* _INSTRUCTION_: Can you retype every one of the lines below word for word, without changing anything?

╭─ DATASET RECORDS

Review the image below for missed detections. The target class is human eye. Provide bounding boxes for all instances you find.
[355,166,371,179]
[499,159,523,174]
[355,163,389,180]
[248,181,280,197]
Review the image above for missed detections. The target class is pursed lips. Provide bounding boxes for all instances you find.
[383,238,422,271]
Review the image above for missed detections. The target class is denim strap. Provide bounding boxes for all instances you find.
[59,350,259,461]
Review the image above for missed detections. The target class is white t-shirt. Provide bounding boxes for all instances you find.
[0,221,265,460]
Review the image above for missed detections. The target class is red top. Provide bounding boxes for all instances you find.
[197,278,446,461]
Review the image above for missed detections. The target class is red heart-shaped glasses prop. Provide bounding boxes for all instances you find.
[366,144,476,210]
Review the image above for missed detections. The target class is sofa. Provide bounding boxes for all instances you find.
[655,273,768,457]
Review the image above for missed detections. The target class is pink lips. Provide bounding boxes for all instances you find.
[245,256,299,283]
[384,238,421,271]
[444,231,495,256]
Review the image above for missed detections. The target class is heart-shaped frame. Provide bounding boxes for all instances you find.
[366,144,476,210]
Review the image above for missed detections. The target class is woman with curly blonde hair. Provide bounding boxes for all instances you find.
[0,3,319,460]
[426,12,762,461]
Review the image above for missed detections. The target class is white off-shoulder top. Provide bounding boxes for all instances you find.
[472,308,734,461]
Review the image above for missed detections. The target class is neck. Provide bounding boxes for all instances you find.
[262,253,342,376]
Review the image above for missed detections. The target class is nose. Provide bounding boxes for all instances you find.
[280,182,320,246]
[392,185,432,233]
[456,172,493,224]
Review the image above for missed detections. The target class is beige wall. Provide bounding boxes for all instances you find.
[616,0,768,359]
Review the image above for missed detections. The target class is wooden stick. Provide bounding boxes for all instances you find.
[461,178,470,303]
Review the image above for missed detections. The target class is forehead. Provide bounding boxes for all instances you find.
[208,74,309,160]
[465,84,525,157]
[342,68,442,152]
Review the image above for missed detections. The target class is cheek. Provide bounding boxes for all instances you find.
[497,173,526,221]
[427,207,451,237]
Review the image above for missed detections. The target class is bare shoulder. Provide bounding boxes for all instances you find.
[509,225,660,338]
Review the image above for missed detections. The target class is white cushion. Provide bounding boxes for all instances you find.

╰─

* _OUTPUT OF THE EXERCISE_:
Review the image below for missed detections. The target class is human eye. Provide bounding boxes for all instances you find.
[355,166,371,179]
[499,159,523,174]
[355,163,389,180]
[248,181,280,197]
Review the image above for missed detections. The target class is pursed lips. Provide bounding boxes for all instances you find.
[383,238,422,271]
Review the image above for missed detections. The target class is denim strap. Provide bounding boxes for all instances you find.
[59,350,259,461]
Review the image above for missed detections. The target class is white t-shirt. Provide bounding boxes for all instances you find.
[0,221,265,460]
Review the image above for missed detections. The target class is red top. Provide bounding boxes for all instances you find.
[197,278,446,461]
Review the image above for missed detections. The target class is red heart-shaped glasses prop. Provide bounding boxes for all instances you find.
[366,144,476,210]
Review the image above for missed detections. The target class is sofa. Provide bounding boxes for all instances you find.
[655,273,768,457]
Review the image above for missed detections. The target class is pink lips. Provide bounding boxes for all instances you find.
[245,256,299,283]
[384,238,421,271]
[444,231,495,256]
Review the image above for missed detections. The target class is heart-shaped frame. Provide bounding boxes for all instances you find.
[366,144,476,210]
Review the image above for missed detections. The target class is woman with curly blonde hair. Provide bounding boxes for all instances you find.
[0,3,319,460]
[426,12,762,461]
Review the image above for missed detections. The target class is white off-shoulder top. Provide bounding boxes for all instances you find.
[472,308,734,461]
Review the image above for missed detections. The target class is neck. Provide bounding boxes for all instances you find.
[262,253,342,376]
Review the image above for missed detections. The target class is nose. Provide bounding boxes for all instances you find.
[280,182,320,246]
[392,185,432,233]
[456,172,493,224]
Review the image above for missed detections. The target class is beige wall. Provide bounding boxes for all instances you find.
[616,0,768,359]
Review the image above for missed detections. The target class is wooden stick. Provide bounding boxes for all instances you find.
[461,178,470,303]
Review the image above for missed detections. The target class is forehead. Provide bounding boxes for all instances you find.
[208,74,309,160]
[465,84,525,157]
[342,68,442,152]
Review the image above for missed detections. The target class is cheek. Provide bounding boxes for all instances you find.
[497,173,526,221]
[427,207,451,237]
Review the image above for missed detections. The target class is bare shoulder. Provide bounding boxes for all instances you find.
[509,225,660,338]
Review the image above for missed detections. The target class is white cushion. Provide bounding boxes for all instances you find.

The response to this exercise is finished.